[Dataset excerpts]
[Start of Attachment]

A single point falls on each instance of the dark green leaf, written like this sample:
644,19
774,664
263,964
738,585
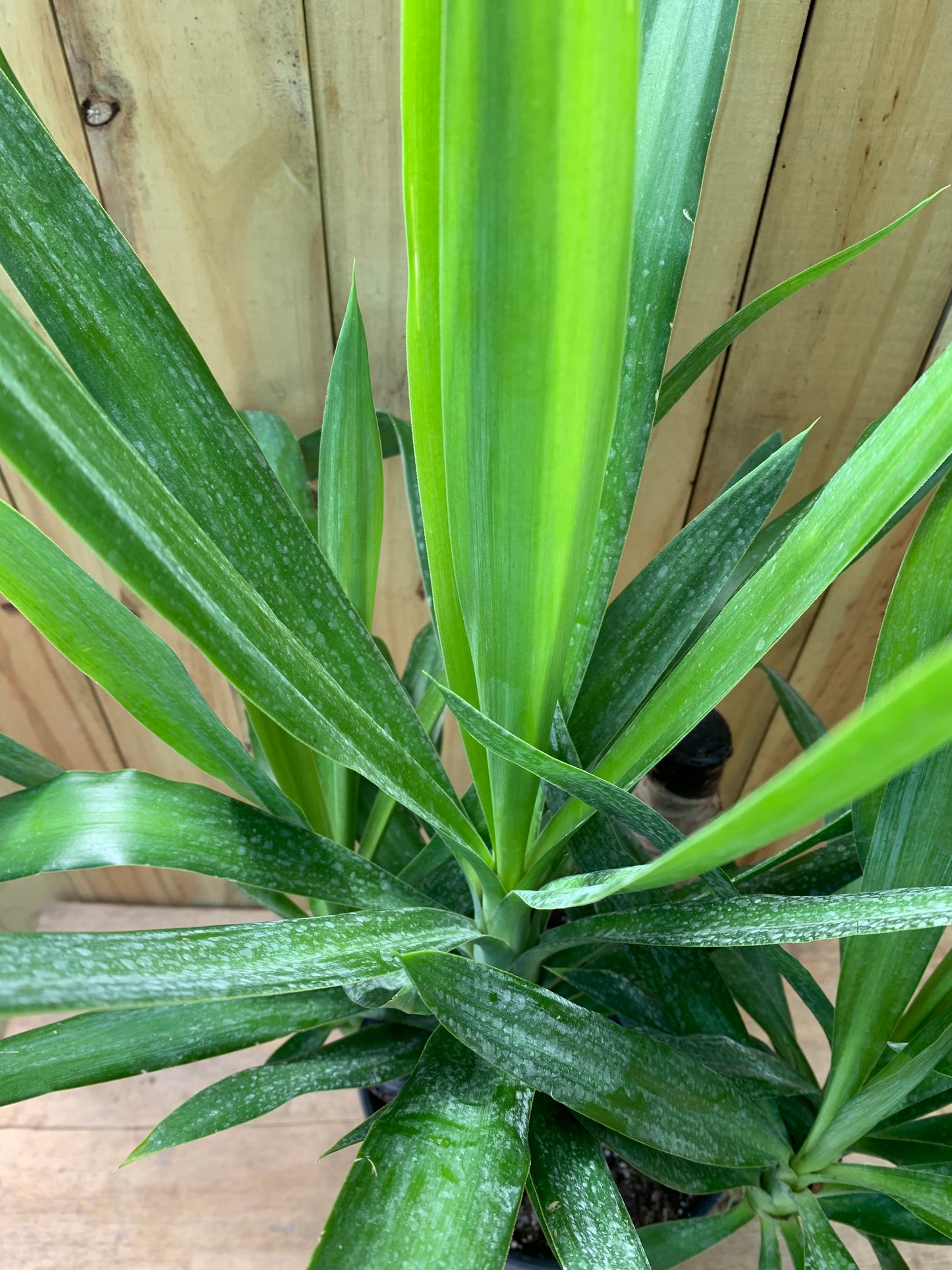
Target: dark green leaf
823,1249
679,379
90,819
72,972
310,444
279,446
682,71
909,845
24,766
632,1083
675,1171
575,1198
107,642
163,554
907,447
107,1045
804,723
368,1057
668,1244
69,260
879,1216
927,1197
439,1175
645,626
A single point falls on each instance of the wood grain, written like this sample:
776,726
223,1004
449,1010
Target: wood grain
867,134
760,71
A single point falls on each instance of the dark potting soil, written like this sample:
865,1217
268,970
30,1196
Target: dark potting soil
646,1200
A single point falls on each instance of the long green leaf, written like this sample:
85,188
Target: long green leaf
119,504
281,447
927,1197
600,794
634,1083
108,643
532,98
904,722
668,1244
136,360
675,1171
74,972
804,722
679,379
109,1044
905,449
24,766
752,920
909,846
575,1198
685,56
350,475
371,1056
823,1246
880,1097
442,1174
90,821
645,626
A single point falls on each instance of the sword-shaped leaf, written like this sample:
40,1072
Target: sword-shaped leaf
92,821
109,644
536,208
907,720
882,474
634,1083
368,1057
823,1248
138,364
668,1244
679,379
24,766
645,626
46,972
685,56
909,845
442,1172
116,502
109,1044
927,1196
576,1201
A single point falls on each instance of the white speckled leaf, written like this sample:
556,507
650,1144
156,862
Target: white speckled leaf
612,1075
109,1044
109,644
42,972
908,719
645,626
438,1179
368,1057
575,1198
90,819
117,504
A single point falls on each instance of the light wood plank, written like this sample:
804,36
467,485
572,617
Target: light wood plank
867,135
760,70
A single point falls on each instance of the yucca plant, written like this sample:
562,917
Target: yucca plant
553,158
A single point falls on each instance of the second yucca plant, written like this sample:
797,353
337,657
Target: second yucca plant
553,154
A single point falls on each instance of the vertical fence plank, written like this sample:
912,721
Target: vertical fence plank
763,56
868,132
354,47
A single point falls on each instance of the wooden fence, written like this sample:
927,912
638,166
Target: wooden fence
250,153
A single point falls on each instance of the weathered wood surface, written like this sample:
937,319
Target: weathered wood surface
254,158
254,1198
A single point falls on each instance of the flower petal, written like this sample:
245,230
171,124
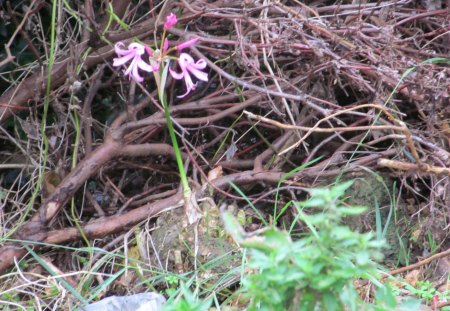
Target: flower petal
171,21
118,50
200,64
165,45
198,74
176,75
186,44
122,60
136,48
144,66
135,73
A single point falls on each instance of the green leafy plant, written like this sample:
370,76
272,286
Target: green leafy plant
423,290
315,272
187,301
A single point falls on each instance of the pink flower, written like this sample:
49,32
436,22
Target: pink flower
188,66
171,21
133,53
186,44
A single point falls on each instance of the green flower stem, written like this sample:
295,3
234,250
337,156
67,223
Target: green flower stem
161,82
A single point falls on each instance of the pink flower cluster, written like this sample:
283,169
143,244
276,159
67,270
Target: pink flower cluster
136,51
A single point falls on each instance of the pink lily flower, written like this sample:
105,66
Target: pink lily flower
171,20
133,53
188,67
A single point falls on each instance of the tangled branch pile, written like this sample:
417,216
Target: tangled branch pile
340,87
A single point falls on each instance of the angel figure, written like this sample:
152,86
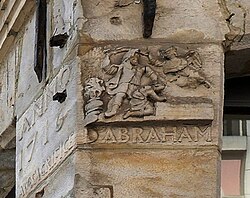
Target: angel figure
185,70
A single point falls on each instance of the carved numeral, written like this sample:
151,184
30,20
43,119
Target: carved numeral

[End of Attachment]

● HOW TO COMPLETE THIS TASK:
Which lines above contain the word "carved"? Copy each of them.

● ANSWER SECTION:
A single point falls on each instance of the carved numeral, written like this sample:
Target: carved numeral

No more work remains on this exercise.